- [Selected excerpt]
..........
Get Term Codec Map Algorithm

This algorithm takes a map `typeTable` and returns a CBOR-LD term codec map that maps JSON-LD terms to their associated byte values and value compression functions.

  1. Let `result` be an ordered map.
  2. For each value in `contextUrls`, dereference the JSON-LD contexts and process every entry.
    1. Set the entry key to the JSON-LD term key.
    2. Set the entry value to an unordered map with two entries.
      1. The first entry should be set to `value` with an undefined value.
      2. Let `compressor` be a known compressor function associated with the `@type` property from `typeTable`, a type-specific generic compressor associated with the processing model in use, or the generic CBOR compressor function, which returns the bytes associated with a typical CBOR compression of the given datatype.
  3. Let `sortedTerms` be the value of sorting all of the keys in `result`.
  4. For every value in the list of `sortedTerms` set the associated `termHint.value` value to the associated index of `sortedTerms`.
  5. Return `result`.

Get Context URLs Algorithm

  1. Let `result` be a ordered map.
  2. Walk the JSON tree, for each JSON name-value pair:
    1. If the name is `@context`
      1. Add all values that are referenced by a URL to `result` where the key in the map is set to the JSON value associated with `@id`.
    2. If a non-URL value is detected, throw an ERR_NON_URL_JSONLD_CONTEXT_DETECTED error.
..........
- [Using the information]
• 1. In the CBOR-LD algorithm excerpt, which options does it give for what `compressor` may be? List each one.
• 2. According to the CBOR-LD algorithm excerpt, what error is thrown when a non-URL value is detected?
• 3. From the CBOR-LD algorithm excerpt, copy the passage starting with "Get Term Codec" and going on through "an undefined value.".

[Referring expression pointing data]
..........
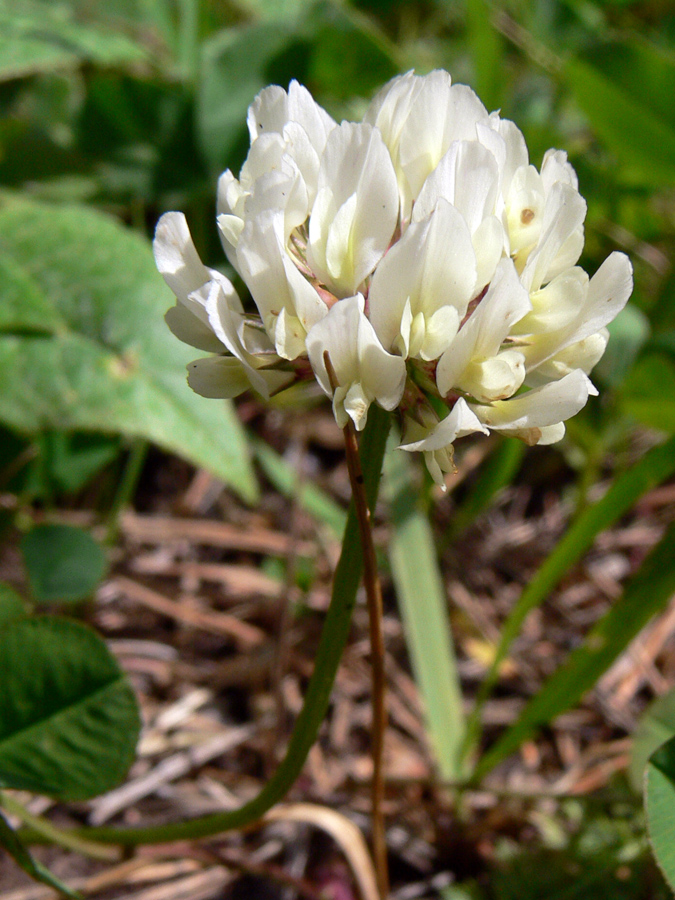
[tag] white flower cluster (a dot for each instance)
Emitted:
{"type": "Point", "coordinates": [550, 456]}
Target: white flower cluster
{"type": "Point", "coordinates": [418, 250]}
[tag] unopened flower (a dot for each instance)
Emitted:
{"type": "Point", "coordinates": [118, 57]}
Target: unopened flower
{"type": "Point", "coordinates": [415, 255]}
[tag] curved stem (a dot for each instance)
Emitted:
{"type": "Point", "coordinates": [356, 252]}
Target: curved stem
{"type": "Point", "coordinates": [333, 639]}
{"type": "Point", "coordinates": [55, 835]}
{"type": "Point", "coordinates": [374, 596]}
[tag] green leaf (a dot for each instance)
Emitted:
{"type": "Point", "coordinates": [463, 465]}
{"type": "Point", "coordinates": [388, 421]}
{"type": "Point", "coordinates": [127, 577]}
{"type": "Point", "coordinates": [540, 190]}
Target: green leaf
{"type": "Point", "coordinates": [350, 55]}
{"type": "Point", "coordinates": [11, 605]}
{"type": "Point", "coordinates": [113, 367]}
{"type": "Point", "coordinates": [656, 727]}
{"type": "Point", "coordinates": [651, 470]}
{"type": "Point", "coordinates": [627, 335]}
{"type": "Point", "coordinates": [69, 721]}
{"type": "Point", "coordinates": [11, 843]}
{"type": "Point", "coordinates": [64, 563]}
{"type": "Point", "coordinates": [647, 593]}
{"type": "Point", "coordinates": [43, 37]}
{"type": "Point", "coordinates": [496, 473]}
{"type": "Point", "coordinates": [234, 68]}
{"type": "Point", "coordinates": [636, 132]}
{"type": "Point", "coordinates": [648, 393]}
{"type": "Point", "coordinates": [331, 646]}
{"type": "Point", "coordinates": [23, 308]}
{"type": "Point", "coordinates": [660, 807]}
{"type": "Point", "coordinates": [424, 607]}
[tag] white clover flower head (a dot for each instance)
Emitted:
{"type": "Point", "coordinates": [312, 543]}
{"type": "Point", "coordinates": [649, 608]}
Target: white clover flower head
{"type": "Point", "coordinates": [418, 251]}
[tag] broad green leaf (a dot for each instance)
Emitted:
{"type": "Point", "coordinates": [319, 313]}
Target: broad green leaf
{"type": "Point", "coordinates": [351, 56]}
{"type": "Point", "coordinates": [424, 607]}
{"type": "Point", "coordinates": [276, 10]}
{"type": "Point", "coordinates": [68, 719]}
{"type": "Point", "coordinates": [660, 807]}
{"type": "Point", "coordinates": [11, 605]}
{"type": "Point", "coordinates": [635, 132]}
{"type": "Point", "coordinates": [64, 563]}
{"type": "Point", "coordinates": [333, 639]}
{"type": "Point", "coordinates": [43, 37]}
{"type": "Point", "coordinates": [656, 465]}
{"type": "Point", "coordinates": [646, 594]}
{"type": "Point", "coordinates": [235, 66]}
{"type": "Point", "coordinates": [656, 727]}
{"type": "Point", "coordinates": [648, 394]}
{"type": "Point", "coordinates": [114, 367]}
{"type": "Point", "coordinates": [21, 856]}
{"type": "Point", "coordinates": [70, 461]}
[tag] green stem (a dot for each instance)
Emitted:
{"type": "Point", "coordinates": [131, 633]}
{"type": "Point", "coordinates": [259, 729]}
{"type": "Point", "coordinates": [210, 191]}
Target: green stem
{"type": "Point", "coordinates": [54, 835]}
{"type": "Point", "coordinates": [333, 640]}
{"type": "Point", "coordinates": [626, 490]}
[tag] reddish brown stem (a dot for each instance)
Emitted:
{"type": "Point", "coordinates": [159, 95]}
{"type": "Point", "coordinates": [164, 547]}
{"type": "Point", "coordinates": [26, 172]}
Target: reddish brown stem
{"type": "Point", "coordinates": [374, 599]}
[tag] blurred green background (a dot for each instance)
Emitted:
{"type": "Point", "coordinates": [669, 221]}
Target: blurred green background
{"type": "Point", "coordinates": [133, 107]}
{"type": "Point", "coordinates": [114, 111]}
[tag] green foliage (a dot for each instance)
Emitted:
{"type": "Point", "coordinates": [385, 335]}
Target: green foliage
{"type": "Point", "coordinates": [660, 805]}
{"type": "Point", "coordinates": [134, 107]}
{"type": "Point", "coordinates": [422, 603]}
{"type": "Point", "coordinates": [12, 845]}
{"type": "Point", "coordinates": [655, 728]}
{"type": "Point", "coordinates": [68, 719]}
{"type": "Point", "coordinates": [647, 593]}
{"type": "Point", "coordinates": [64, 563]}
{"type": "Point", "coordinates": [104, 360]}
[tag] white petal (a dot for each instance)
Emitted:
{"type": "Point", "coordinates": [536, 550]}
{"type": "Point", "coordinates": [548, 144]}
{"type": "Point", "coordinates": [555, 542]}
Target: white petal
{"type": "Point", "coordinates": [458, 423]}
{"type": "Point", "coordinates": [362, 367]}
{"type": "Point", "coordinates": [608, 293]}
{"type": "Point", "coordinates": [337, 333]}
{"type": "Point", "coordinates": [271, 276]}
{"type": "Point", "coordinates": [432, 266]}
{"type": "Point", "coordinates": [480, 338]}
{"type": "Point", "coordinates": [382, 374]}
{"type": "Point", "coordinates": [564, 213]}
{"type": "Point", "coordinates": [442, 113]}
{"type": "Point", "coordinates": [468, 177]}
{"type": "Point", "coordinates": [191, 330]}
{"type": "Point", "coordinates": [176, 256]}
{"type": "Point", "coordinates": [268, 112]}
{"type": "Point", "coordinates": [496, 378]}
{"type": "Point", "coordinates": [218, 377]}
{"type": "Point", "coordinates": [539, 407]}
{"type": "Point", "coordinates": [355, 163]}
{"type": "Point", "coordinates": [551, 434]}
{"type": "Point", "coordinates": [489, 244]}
..........
- [List of solutions]
• 1.
- a known compressor function associated with the `@type` property from `typeTable`
- a type-specific generic compressor associated with the processing model in use
- the generic CBOR compressor function

• 2. An ERR_NON_URL_JSONLD_CONTEXT_DETECTED error.

• 3.
Get Term Codec Map Algorithm

This algorithm takes a map `typeTable` and returns a CBOR-LD term codec map that maps JSON-LD terms to their associated byte values and value compression functions.

  1. Let `result` be an ordered map.
  2. For each value in `contextUrls`, dereference the JSON-LD contexts and process every entry.
    1. Set the entry key to the JSON-LD term key.
    2. Set the entry value to an unordered map with two entries.
      1. The first entry should be set to `value` with an undefined value.